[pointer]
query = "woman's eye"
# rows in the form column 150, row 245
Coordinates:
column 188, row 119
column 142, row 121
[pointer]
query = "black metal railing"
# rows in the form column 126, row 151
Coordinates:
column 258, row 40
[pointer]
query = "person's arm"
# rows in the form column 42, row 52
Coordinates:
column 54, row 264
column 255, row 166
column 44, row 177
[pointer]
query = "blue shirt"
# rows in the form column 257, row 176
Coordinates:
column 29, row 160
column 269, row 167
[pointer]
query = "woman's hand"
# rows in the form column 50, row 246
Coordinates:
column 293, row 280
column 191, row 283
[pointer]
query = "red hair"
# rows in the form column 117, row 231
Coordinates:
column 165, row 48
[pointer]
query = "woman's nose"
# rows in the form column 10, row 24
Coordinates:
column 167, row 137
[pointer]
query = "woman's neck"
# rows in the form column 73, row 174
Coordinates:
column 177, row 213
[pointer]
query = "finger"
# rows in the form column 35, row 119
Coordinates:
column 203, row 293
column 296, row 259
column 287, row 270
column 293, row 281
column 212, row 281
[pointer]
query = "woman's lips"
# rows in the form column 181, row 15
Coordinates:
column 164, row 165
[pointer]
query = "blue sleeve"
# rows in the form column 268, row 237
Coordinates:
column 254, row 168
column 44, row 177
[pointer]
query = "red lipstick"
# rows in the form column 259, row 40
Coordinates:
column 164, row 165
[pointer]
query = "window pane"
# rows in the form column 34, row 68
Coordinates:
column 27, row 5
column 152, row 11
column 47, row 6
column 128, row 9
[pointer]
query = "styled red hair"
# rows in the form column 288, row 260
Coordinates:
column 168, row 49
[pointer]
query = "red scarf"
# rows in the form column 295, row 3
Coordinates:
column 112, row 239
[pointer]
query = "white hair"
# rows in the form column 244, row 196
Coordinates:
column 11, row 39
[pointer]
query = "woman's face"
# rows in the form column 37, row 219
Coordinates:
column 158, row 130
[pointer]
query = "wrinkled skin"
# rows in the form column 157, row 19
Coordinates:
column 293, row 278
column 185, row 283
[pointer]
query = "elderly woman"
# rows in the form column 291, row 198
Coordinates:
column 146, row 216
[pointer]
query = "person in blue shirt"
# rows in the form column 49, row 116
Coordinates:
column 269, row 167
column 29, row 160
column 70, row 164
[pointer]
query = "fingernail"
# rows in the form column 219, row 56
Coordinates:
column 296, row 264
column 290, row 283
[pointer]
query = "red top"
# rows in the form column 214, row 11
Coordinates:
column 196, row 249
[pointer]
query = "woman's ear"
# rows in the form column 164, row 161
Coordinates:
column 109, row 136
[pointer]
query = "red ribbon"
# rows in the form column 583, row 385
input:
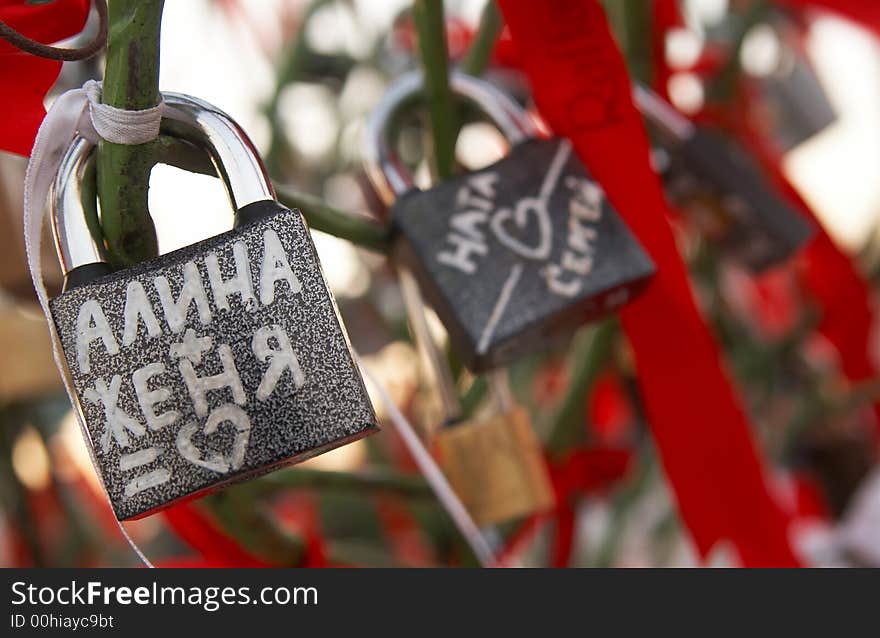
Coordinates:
column 580, row 83
column 26, row 78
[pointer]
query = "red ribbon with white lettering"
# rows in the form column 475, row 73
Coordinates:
column 581, row 86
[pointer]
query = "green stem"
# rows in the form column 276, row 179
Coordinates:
column 431, row 28
column 723, row 87
column 255, row 528
column 131, row 81
column 320, row 216
column 589, row 363
column 480, row 52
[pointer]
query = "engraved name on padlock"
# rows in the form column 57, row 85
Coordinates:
column 215, row 362
column 513, row 254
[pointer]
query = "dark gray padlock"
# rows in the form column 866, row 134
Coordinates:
column 512, row 255
column 711, row 175
column 216, row 362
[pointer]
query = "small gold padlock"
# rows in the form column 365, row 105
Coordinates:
column 496, row 467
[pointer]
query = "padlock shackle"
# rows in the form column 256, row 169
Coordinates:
column 236, row 162
column 386, row 171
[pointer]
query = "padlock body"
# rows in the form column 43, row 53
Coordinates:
column 711, row 177
column 214, row 363
column 496, row 467
column 519, row 253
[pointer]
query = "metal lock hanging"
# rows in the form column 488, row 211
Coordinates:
column 216, row 362
column 494, row 463
column 792, row 96
column 512, row 255
column 715, row 181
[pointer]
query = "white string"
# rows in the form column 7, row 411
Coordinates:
column 80, row 111
column 76, row 111
column 434, row 475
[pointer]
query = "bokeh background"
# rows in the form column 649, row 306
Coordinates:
column 301, row 78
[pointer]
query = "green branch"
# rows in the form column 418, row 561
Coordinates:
column 320, row 216
column 480, row 52
column 131, row 81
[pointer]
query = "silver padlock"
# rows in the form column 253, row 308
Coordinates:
column 494, row 461
column 213, row 363
column 514, row 255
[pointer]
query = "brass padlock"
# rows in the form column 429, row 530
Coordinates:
column 495, row 463
column 211, row 364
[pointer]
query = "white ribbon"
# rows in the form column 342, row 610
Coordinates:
column 80, row 111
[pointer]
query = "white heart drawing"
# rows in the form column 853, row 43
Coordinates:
column 524, row 209
column 217, row 463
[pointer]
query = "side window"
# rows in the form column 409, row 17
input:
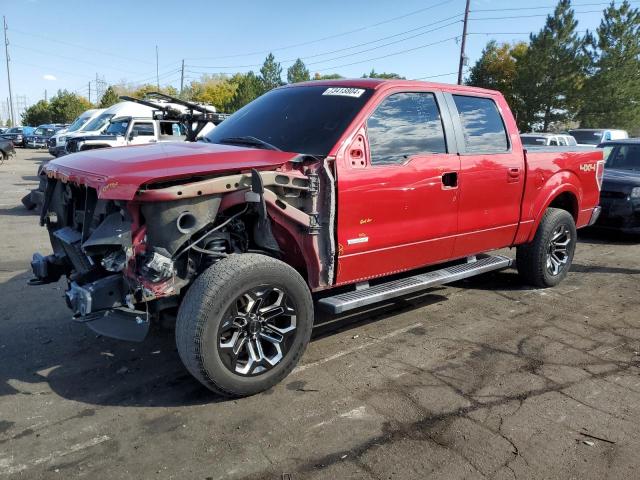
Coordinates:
column 172, row 129
column 143, row 129
column 482, row 125
column 405, row 124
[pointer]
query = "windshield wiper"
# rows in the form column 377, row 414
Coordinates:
column 249, row 140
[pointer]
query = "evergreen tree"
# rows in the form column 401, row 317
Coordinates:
column 270, row 73
column 496, row 70
column 110, row 97
column 37, row 114
column 298, row 72
column 611, row 97
column 551, row 72
column 249, row 88
column 66, row 106
column 384, row 75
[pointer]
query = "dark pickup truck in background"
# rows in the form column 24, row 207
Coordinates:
column 331, row 192
column 620, row 196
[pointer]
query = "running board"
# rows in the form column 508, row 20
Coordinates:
column 396, row 288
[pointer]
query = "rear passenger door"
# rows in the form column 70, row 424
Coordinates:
column 397, row 191
column 491, row 176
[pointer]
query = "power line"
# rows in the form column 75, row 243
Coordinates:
column 349, row 48
column 538, row 7
column 400, row 52
column 329, row 37
column 528, row 16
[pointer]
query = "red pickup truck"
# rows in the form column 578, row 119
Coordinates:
column 333, row 194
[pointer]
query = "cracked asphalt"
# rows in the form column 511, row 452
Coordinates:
column 481, row 379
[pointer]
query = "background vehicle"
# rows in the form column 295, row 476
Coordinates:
column 17, row 134
column 41, row 135
column 167, row 119
column 6, row 150
column 620, row 196
column 547, row 139
column 333, row 187
column 99, row 124
column 58, row 142
column 592, row 137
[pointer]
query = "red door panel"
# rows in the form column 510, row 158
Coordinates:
column 396, row 217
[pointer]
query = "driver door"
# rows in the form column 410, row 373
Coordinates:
column 398, row 189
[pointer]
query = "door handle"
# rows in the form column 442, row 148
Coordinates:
column 450, row 180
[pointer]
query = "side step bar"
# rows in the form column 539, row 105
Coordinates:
column 396, row 288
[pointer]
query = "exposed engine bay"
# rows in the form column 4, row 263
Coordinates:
column 128, row 263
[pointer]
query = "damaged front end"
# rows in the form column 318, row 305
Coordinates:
column 129, row 262
column 115, row 283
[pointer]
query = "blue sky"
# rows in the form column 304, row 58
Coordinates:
column 64, row 43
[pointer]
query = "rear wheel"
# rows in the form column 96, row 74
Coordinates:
column 244, row 324
column 546, row 261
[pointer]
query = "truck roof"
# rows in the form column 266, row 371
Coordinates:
column 377, row 83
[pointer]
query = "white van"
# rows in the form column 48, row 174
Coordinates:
column 592, row 137
column 59, row 140
column 101, row 122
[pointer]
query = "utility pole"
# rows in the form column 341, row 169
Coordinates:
column 6, row 53
column 182, row 77
column 464, row 40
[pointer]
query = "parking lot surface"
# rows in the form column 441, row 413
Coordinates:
column 484, row 378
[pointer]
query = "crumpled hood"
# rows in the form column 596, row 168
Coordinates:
column 118, row 173
column 620, row 180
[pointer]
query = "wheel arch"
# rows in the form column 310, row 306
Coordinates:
column 562, row 191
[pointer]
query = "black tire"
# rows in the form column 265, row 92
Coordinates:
column 207, row 310
column 536, row 264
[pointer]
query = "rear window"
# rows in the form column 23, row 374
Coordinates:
column 482, row 125
column 624, row 157
column 540, row 141
column 587, row 137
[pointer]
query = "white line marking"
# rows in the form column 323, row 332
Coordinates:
column 335, row 356
column 8, row 468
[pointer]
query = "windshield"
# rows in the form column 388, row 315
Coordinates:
column 587, row 137
column 44, row 131
column 119, row 127
column 97, row 123
column 534, row 140
column 624, row 157
column 306, row 119
column 77, row 123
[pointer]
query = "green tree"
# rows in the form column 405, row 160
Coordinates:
column 329, row 76
column 383, row 75
column 270, row 73
column 66, row 106
column 37, row 114
column 298, row 72
column 110, row 97
column 250, row 87
column 496, row 69
column 217, row 90
column 611, row 96
column 551, row 72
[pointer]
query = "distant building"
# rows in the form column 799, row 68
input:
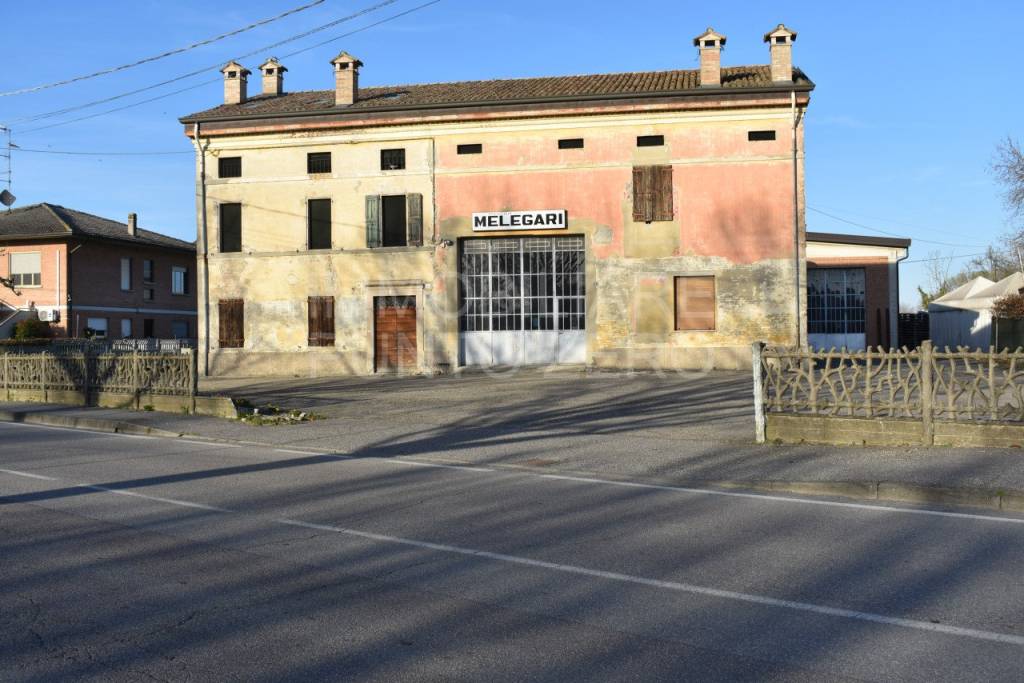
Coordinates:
column 92, row 275
column 640, row 219
column 853, row 290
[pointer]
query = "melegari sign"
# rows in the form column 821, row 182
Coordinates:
column 547, row 219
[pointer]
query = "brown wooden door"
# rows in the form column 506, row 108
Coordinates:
column 394, row 333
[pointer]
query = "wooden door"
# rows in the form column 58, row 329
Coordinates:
column 394, row 334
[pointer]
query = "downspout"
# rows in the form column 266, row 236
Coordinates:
column 796, row 218
column 204, row 262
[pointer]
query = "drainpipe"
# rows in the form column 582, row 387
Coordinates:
column 204, row 263
column 796, row 216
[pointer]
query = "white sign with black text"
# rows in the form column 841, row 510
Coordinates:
column 544, row 219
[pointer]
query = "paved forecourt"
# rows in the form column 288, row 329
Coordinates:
column 164, row 557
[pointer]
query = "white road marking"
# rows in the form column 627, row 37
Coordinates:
column 786, row 499
column 596, row 573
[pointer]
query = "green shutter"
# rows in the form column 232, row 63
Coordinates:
column 373, row 220
column 414, row 222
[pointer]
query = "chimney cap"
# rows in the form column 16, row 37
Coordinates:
column 710, row 35
column 346, row 58
column 235, row 67
column 780, row 32
column 273, row 63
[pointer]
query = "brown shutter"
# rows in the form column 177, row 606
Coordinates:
column 662, row 176
column 695, row 303
column 231, row 323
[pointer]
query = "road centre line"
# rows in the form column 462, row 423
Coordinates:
column 677, row 587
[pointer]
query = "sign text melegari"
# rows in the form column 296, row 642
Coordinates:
column 546, row 219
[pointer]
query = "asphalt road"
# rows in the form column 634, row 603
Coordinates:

────────────────────────────────────────

WHAT THE TASK REQUIRES: Identify each line in the listing above that contains the string "hair" and copy those lines. Case counts.

EXERCISE SOLUTION:
query = "red hair"
query = "styled red hair"
query = "white hair"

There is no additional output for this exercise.